The exercise:
What do the lines from the one containing "of the terracotta" through the end of the entries say? Quote them exactly, and only them.

(Object location annotation data)
************

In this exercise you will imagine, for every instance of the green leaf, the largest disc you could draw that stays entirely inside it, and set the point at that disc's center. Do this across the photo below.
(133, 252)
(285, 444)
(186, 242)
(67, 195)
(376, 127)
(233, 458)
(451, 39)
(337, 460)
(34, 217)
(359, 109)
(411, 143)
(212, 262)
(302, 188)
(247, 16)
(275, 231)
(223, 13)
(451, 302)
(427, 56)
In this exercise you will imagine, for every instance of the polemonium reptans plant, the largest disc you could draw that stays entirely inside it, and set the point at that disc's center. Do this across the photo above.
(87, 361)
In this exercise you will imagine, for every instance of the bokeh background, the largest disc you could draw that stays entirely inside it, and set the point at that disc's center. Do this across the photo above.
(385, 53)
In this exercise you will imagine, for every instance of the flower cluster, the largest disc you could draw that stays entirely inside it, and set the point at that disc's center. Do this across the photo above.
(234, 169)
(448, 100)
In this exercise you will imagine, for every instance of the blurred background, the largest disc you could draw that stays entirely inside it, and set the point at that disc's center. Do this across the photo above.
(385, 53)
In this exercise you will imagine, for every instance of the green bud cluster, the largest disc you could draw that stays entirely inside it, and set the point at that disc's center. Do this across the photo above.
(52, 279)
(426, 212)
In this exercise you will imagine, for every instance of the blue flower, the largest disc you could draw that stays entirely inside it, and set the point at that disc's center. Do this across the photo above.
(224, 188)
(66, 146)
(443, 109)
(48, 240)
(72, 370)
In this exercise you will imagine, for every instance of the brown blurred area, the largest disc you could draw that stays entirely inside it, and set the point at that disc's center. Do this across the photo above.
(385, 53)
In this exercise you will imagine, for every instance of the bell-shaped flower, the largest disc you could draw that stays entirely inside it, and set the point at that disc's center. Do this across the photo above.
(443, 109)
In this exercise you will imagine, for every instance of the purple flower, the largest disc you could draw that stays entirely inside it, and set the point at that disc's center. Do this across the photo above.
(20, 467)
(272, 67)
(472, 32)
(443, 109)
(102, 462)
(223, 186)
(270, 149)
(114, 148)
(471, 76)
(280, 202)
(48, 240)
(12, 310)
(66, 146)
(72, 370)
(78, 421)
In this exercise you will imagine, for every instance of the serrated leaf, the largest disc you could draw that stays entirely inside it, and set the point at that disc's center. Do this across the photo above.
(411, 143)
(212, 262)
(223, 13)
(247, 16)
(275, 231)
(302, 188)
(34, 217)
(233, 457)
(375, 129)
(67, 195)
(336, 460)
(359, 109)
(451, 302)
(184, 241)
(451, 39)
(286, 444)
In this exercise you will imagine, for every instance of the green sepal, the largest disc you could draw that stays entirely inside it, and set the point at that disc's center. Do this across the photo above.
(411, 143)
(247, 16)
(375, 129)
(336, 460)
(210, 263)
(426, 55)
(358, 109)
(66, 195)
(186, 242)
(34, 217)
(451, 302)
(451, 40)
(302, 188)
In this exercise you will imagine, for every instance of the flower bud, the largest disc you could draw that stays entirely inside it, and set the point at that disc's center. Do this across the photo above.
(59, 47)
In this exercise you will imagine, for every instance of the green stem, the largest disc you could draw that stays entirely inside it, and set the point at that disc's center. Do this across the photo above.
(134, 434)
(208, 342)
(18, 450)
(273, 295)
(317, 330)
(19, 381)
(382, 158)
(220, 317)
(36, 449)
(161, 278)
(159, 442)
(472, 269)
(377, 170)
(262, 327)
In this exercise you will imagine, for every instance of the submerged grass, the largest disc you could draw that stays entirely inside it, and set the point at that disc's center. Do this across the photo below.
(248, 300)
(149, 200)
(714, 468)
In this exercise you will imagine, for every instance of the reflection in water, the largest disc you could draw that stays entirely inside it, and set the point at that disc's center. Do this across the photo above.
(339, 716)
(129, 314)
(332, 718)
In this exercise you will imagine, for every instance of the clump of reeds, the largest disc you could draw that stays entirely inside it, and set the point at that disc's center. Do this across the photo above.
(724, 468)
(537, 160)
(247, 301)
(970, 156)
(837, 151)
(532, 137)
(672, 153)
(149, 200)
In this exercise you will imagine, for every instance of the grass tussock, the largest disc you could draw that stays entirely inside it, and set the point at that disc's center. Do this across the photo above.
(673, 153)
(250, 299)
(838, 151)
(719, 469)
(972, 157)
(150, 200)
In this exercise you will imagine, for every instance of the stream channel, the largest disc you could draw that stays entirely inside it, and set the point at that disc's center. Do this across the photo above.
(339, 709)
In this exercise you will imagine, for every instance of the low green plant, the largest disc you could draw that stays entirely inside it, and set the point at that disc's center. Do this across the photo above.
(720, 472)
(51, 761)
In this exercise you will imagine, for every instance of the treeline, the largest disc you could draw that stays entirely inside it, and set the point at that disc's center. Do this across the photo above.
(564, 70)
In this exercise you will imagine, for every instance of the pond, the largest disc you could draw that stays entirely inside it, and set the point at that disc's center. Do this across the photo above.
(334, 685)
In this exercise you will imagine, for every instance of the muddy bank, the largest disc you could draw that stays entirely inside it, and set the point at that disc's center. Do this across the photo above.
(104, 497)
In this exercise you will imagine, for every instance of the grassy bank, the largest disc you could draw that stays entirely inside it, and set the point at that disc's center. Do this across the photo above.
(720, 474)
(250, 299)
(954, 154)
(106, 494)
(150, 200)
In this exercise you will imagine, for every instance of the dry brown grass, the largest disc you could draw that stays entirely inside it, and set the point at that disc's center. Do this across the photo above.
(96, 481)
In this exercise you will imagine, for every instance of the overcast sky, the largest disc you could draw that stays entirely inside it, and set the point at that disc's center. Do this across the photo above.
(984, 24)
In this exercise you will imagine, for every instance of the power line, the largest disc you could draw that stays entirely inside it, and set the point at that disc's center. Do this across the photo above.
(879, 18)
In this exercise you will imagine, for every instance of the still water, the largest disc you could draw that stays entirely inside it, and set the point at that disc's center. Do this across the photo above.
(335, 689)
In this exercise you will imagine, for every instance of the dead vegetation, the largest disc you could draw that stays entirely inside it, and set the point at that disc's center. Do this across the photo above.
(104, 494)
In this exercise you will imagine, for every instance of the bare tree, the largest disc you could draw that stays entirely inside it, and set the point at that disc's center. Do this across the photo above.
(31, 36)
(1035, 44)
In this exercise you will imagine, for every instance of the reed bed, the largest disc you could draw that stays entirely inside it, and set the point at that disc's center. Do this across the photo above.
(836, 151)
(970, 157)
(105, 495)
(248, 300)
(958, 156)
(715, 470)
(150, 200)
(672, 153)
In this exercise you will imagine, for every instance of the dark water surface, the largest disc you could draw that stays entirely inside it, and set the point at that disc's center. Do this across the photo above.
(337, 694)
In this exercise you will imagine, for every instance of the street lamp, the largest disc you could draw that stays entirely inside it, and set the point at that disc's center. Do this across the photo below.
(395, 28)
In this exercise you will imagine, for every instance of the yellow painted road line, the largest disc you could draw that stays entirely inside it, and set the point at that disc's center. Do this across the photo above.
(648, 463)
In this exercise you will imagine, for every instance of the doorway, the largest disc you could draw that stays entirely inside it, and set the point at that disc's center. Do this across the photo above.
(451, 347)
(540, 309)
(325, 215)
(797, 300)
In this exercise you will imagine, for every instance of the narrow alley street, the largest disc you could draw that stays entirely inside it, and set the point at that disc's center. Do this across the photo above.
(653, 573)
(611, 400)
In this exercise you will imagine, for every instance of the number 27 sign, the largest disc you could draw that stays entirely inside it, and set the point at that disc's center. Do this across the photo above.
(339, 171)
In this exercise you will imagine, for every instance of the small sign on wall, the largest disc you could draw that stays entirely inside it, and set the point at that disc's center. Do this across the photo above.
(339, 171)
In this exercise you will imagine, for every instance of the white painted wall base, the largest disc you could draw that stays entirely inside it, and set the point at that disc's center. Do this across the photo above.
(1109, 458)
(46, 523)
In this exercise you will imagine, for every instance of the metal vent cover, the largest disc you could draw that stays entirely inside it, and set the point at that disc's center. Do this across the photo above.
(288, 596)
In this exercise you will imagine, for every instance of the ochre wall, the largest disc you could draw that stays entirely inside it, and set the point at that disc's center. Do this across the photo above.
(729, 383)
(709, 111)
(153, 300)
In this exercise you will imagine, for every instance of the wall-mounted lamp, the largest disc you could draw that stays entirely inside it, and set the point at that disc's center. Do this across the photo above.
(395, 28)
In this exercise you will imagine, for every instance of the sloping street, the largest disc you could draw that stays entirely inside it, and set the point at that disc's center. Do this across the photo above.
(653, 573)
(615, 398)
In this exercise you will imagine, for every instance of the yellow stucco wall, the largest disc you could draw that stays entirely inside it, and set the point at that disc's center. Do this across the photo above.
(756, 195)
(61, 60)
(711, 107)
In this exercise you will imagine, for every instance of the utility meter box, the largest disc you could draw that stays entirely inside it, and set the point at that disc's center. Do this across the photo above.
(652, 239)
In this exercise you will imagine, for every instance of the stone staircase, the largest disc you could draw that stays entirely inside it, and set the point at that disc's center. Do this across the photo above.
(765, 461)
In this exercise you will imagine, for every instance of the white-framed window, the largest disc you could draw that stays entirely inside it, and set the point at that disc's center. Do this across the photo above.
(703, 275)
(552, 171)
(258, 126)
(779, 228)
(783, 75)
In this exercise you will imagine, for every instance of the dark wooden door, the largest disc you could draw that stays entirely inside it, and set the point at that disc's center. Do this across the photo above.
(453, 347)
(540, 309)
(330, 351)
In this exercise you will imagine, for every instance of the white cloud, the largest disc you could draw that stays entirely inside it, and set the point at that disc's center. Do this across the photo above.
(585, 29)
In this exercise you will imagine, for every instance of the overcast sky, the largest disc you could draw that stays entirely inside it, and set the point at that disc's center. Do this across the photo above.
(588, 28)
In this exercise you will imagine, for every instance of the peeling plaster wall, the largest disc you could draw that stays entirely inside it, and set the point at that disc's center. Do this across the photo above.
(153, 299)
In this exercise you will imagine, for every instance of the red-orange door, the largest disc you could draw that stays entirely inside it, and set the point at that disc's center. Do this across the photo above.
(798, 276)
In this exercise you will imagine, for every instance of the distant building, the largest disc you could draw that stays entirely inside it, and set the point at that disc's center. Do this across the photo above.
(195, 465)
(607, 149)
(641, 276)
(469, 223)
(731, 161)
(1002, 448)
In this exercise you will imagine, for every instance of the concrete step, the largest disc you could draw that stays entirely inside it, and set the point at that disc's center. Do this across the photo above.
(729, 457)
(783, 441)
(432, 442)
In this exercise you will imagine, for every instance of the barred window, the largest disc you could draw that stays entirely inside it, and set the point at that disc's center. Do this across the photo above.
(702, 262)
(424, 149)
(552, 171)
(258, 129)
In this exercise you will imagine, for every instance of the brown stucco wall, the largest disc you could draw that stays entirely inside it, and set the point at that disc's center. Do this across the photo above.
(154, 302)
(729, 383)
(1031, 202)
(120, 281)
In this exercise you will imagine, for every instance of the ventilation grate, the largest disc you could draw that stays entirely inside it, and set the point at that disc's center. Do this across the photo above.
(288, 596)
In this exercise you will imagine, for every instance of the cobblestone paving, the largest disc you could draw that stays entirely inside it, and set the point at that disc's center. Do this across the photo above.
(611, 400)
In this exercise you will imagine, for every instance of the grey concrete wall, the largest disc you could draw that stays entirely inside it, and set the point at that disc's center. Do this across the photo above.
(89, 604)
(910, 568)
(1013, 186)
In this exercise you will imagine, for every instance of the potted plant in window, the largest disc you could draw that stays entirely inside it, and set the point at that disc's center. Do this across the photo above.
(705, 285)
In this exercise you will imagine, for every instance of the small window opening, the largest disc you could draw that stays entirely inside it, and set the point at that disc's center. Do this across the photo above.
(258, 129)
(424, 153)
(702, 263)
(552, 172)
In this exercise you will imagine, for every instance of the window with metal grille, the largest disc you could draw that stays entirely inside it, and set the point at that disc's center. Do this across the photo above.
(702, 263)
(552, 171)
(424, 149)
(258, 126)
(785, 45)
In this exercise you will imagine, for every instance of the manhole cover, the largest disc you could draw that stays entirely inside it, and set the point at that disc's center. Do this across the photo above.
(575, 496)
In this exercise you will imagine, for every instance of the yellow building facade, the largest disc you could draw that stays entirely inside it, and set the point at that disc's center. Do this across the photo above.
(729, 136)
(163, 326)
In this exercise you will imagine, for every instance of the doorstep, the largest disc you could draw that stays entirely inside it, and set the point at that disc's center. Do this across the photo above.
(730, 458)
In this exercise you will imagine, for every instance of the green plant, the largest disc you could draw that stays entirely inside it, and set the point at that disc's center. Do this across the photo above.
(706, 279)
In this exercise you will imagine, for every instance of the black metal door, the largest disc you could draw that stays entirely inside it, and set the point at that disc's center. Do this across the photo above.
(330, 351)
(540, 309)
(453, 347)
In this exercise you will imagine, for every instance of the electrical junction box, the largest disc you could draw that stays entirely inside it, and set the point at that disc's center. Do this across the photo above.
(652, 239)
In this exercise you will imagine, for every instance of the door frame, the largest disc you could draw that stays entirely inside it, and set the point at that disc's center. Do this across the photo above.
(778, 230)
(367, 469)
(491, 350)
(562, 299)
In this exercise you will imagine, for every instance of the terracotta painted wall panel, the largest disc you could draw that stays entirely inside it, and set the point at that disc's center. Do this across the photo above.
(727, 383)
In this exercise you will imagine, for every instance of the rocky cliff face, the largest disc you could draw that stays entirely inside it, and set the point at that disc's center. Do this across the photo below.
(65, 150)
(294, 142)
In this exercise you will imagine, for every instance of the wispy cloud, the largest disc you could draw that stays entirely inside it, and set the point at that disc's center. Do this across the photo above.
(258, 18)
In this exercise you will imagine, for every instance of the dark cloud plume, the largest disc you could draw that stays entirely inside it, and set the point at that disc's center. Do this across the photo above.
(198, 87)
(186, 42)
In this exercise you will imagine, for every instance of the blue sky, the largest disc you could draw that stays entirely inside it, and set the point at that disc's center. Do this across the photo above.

************

Result below:
In this exercise you will imagine, for every instance of the terracotta painted wall panel, the largest disc you could draw that stays entirely inside it, and set the point at that disc's center. Do this across the photo above.
(727, 383)
In this exercise you will imagine, for every instance of the rocky cliff face, the largest disc you could draw that stays entirely inside it, and set the point at that disc's center. Do this across the photo below.
(65, 150)
(294, 142)
In this exercise you will imagine, for every instance of the wispy cloud, the largest disc you could draw that stays entirely inside it, and set the point at that disc's center. Do this across the photo above.
(258, 18)
In this exercise you will imagine, for every instance of the dark cloud plume, the largest disc you could draw that stays entirely inside it, and set the point at that disc's center. Do this across the photo above.
(198, 87)
(186, 42)
In this exercise you will imagine, for every instance of the blue sky, the largest disc you could draw that stays entirely inside it, and set the point at that disc's center. Do this across the photo above.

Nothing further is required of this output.